[Your instructions]: Echo back the lines of the listing that follows, starting with the line containing "Reviewer note. Check that each instance of the motorcycle" and going on through the line containing "Target: motorcycle", both included. Reproduce each one word for word, with nothing else.

[Given information]:
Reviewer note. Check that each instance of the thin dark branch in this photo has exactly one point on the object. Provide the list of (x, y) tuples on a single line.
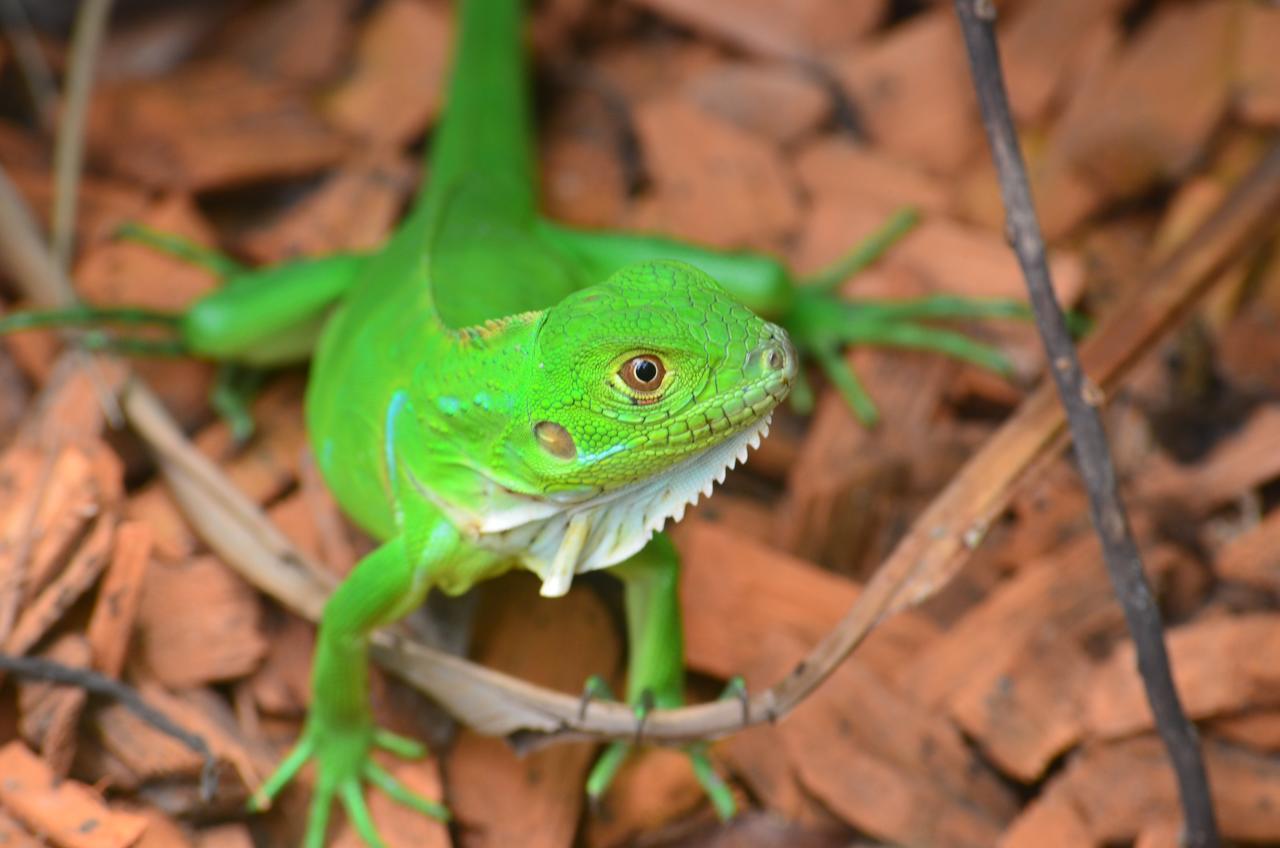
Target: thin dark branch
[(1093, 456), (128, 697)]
---
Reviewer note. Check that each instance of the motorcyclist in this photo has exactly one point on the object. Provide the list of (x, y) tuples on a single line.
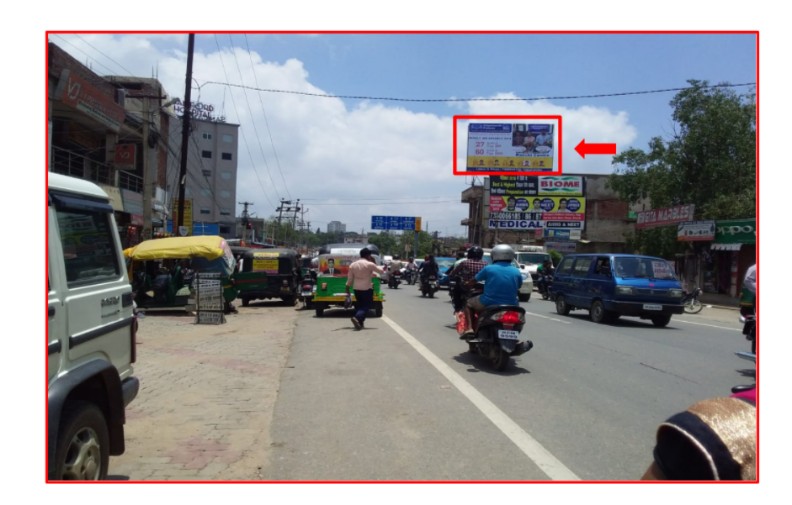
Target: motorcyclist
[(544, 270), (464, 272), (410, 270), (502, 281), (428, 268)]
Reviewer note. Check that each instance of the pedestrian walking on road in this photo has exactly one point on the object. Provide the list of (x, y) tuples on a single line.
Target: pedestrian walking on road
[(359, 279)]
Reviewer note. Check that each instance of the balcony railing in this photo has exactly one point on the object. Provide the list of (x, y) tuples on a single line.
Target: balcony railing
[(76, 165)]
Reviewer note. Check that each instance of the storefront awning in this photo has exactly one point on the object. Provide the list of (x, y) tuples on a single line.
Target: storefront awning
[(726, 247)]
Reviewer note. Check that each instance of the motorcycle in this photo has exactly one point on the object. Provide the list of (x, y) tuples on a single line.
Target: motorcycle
---
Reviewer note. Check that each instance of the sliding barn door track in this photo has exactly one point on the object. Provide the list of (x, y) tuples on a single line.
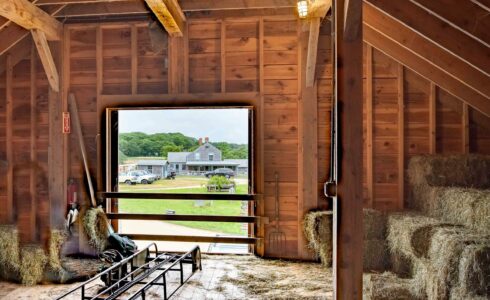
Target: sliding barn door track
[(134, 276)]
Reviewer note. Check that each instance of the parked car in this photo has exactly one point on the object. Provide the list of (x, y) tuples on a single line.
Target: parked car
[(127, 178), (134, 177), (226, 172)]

[Solved exercise]:
Reviewer note. Check that each instance of the motorcycle in this photo has exactly one point on the object. Provide the list of (x, y) tuples on a single line.
Target: motorcycle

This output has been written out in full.